* _Task material_
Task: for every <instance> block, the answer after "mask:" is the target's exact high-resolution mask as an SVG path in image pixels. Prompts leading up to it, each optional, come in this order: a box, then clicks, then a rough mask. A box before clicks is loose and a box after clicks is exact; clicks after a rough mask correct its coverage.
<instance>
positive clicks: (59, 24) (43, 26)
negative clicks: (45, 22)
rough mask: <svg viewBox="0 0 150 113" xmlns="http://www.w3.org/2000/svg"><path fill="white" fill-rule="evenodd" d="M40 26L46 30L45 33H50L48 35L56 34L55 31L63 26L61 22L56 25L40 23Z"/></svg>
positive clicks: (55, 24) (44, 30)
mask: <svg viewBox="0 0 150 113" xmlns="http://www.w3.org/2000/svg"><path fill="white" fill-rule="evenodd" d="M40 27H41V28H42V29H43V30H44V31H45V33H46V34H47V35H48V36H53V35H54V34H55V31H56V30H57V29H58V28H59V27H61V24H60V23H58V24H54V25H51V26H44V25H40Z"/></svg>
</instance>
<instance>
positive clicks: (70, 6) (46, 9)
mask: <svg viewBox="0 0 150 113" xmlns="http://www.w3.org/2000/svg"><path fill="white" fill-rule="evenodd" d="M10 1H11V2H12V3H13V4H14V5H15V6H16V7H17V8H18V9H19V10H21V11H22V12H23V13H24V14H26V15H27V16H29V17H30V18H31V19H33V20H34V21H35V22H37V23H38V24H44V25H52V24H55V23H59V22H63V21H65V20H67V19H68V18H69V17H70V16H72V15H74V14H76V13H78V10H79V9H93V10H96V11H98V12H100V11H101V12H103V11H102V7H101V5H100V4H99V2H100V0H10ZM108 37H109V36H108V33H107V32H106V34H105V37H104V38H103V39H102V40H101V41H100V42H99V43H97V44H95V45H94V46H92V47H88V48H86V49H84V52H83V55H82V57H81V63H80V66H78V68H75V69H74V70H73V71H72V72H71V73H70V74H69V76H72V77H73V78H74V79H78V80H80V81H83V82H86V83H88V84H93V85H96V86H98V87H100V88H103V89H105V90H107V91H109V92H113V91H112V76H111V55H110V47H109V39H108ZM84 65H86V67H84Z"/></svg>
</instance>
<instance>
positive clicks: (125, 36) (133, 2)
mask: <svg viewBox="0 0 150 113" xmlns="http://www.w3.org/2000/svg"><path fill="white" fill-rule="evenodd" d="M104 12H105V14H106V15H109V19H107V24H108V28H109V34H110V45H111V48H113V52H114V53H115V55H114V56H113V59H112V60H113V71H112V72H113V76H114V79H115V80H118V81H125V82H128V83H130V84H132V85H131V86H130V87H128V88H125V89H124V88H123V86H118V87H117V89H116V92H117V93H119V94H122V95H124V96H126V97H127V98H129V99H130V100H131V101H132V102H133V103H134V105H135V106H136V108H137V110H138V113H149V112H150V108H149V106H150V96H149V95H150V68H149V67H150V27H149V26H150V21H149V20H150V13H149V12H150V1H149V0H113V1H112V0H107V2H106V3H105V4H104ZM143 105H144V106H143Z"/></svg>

* _Exercise prompt_
Reproduce the entries above exactly, starting at their first line and finishing with the line that contains "positive clicks: (59, 24) (43, 26)".

* _Your response_
Task: for every <instance> block, the answer after "mask:" is the target's exact high-resolution mask as an SVG path in image pixels. Prompts leading up to it, each optional, come in this order: a box, then clicks, then a rough mask. A box before clicks is loose and a box after clicks is exact; clicks after a rough mask correct its coverage.
<instance>
positive clicks: (59, 24) (43, 26)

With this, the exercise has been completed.